* **Supplied material**:
________
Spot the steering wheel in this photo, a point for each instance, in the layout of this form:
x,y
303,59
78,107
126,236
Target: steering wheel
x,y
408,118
________
* **What is required**:
Your job is to give the listing again exactly as it was written.

* **Result of the task**:
Spot the steering wheel in this photo, a point for each instance, in the layout of this form:
x,y
303,59
78,107
126,236
Target: steering wheel
x,y
408,118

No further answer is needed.